Data shown
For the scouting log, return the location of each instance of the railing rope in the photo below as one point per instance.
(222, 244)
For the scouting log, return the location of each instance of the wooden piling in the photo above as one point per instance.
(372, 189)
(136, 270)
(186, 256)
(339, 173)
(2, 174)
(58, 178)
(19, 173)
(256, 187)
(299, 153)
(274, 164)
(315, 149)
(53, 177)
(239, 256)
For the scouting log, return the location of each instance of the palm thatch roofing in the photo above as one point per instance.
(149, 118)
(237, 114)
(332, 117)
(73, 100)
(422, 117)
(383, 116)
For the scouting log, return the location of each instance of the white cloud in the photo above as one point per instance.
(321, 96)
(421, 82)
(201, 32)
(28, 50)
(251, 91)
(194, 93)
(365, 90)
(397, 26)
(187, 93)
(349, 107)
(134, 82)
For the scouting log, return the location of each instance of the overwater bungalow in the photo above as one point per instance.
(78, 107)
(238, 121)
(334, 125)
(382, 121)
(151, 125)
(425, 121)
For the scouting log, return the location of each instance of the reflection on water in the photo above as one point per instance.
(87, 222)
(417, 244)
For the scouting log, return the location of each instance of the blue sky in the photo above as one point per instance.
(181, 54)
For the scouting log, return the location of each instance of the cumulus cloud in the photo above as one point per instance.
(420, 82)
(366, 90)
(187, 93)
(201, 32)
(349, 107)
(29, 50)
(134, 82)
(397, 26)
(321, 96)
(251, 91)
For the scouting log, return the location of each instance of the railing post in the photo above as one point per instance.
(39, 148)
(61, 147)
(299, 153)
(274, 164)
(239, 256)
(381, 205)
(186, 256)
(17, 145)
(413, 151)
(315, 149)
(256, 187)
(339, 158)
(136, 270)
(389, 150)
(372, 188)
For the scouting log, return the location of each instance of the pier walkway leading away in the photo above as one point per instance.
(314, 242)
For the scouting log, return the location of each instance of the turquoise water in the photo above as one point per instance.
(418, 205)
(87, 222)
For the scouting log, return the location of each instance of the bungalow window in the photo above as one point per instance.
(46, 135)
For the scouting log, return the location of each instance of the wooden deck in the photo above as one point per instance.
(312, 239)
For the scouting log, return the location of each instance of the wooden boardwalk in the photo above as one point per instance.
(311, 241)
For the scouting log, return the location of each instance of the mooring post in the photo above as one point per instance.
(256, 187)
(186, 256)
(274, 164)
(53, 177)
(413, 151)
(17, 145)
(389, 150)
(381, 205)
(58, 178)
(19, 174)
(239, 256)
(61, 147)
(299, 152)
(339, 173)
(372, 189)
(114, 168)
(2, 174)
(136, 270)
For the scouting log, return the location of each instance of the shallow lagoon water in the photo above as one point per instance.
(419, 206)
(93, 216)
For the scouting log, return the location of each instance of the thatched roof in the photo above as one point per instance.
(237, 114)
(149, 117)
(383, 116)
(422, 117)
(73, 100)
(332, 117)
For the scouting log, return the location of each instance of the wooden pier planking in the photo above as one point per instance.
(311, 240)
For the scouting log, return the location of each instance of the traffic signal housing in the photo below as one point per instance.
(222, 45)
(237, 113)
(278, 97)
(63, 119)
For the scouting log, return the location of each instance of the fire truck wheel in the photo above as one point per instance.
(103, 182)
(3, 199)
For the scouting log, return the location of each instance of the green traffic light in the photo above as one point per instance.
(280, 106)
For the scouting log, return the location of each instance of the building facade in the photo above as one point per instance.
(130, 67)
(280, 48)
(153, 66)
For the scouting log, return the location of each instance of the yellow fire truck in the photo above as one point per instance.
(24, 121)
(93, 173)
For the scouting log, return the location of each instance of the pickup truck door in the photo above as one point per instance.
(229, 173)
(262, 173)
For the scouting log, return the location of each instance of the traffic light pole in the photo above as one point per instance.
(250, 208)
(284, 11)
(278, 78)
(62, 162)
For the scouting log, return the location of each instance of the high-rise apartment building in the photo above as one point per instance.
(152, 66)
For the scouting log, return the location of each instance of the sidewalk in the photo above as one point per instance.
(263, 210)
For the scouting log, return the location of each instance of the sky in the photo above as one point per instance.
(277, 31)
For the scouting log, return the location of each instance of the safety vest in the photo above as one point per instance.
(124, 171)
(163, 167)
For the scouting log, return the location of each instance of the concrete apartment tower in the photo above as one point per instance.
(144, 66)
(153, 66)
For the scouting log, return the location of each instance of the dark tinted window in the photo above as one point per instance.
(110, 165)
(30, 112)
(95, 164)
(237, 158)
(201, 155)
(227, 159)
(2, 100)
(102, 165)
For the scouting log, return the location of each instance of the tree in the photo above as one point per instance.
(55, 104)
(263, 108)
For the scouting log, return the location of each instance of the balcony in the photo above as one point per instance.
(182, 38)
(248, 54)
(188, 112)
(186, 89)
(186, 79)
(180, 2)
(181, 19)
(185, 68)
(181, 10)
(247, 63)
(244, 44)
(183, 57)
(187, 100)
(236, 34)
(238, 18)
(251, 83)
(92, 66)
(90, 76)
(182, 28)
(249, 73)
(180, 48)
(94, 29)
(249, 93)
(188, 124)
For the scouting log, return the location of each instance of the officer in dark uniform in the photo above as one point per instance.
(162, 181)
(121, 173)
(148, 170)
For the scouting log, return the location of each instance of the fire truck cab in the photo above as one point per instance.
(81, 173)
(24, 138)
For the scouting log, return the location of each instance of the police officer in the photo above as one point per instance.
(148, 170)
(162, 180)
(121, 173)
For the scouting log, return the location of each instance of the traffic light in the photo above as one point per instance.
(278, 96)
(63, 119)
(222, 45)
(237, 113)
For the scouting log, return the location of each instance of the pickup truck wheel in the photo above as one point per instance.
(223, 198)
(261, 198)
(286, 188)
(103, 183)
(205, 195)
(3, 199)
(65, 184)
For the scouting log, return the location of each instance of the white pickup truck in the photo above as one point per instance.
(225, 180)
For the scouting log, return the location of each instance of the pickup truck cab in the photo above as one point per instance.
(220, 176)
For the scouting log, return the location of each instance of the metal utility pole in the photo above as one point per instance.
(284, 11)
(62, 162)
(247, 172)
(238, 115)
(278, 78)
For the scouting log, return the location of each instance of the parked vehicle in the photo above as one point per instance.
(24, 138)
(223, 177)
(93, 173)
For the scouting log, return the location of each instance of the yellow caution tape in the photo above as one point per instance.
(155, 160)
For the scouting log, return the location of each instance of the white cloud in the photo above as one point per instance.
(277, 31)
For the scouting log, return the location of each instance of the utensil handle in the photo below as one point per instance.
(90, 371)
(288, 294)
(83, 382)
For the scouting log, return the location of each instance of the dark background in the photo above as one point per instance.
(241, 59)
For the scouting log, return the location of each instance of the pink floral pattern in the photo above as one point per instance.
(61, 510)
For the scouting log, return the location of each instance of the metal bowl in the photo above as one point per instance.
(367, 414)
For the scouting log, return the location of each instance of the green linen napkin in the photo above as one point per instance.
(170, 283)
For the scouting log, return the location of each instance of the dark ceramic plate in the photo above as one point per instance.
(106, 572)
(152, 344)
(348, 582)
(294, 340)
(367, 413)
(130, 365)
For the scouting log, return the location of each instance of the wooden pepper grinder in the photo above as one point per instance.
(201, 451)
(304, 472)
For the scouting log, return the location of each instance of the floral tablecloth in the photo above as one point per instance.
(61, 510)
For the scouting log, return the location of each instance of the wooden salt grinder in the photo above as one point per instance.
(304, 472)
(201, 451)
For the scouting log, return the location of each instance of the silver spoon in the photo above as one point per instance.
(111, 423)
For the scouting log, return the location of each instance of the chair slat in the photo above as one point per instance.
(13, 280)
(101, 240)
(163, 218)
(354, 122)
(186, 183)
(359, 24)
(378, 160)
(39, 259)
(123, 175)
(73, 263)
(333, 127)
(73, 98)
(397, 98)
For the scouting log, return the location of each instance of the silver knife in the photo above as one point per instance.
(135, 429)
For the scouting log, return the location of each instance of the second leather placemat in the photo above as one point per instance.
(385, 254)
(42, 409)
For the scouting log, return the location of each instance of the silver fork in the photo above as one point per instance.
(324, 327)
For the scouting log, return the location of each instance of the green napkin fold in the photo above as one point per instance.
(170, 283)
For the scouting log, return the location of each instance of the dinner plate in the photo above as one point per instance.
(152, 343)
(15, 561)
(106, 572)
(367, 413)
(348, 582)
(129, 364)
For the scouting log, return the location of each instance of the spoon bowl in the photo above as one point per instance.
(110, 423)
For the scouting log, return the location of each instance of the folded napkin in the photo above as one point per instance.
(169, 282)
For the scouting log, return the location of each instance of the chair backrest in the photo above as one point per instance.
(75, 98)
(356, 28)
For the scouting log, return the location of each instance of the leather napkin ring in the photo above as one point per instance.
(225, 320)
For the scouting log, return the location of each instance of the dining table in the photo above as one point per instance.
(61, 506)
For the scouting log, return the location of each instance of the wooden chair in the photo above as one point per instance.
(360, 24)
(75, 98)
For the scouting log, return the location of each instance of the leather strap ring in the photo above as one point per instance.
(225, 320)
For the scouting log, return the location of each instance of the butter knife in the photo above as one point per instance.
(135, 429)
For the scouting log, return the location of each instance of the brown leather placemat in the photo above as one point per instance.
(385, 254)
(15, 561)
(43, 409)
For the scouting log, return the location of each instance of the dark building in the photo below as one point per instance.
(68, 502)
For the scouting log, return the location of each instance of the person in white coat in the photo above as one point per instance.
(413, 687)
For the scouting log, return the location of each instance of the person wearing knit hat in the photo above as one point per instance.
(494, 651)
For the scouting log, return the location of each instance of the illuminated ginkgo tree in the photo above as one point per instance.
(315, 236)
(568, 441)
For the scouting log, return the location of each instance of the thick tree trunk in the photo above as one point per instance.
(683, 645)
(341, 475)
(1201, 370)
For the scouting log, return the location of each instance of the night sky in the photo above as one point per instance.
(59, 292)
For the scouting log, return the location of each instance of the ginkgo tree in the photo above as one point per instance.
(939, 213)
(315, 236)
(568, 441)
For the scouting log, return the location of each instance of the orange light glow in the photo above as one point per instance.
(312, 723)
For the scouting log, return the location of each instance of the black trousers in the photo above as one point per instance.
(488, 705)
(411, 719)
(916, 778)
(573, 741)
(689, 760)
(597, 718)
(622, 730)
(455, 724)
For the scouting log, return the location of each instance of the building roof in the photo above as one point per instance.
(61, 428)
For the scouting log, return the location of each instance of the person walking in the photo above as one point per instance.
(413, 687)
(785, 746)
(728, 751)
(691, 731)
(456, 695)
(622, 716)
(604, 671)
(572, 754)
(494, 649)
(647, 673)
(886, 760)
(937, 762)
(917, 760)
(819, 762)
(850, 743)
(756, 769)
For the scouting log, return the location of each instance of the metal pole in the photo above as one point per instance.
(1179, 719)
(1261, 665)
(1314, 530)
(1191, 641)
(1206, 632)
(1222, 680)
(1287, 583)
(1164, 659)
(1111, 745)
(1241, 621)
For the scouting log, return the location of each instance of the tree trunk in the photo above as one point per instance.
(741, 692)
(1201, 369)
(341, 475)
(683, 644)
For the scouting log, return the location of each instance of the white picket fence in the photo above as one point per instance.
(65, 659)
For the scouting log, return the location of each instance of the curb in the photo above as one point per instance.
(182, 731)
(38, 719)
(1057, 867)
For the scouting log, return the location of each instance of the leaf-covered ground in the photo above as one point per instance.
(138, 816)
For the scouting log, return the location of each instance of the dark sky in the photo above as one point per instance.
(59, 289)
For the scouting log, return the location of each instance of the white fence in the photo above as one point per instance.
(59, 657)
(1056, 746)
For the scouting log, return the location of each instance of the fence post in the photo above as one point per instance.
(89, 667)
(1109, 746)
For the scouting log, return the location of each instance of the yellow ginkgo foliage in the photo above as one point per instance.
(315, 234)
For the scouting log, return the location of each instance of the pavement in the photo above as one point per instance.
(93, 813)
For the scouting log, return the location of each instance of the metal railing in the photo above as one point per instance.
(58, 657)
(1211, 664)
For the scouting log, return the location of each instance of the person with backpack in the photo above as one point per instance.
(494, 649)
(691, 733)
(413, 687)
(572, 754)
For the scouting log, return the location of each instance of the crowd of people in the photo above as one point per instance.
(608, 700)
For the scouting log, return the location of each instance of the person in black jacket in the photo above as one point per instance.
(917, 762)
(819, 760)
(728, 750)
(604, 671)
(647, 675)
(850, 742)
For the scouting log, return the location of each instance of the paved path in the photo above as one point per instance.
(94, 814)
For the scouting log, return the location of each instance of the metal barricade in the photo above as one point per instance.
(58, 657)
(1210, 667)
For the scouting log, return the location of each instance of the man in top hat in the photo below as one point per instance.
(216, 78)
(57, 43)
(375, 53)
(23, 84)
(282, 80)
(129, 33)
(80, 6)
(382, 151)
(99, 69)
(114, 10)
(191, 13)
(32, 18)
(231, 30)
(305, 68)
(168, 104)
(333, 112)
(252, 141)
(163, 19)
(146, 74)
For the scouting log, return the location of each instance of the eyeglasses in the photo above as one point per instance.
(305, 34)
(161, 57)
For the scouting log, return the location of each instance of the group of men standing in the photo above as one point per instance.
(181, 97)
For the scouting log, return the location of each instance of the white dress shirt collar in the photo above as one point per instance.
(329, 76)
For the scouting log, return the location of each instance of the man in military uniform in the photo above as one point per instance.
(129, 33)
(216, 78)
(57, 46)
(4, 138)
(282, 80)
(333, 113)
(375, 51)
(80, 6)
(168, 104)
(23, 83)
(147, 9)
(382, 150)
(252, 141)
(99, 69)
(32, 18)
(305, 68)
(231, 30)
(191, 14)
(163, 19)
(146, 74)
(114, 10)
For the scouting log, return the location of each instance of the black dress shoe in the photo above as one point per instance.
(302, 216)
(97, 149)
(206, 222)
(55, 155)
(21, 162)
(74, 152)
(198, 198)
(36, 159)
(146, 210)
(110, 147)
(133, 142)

Assignment
The expected result is an exact transcription of the lines from the one containing "of the group" through the end of the records above; please include both ends.

Output for this task
For the scouting log, return the location of each instance of the group of men standing in the photo above as one point per instance.
(181, 97)
For the scouting log, return the location of each instance of the white dress shirt collar in the photo above as one point per instance.
(329, 76)
For the scouting log, return the location of each instance of the man in military uniform in the photo above as one point per instance.
(129, 33)
(216, 78)
(57, 46)
(4, 138)
(282, 80)
(333, 113)
(375, 51)
(80, 6)
(168, 104)
(23, 83)
(147, 9)
(382, 150)
(252, 141)
(99, 69)
(32, 18)
(305, 68)
(231, 30)
(191, 14)
(163, 19)
(146, 74)
(114, 10)
For the scouting log, return the location of each instance of the black dress shoe in the photo above as one point per instance.
(302, 216)
(97, 149)
(206, 222)
(55, 155)
(21, 162)
(74, 152)
(198, 198)
(36, 159)
(146, 210)
(110, 147)
(133, 142)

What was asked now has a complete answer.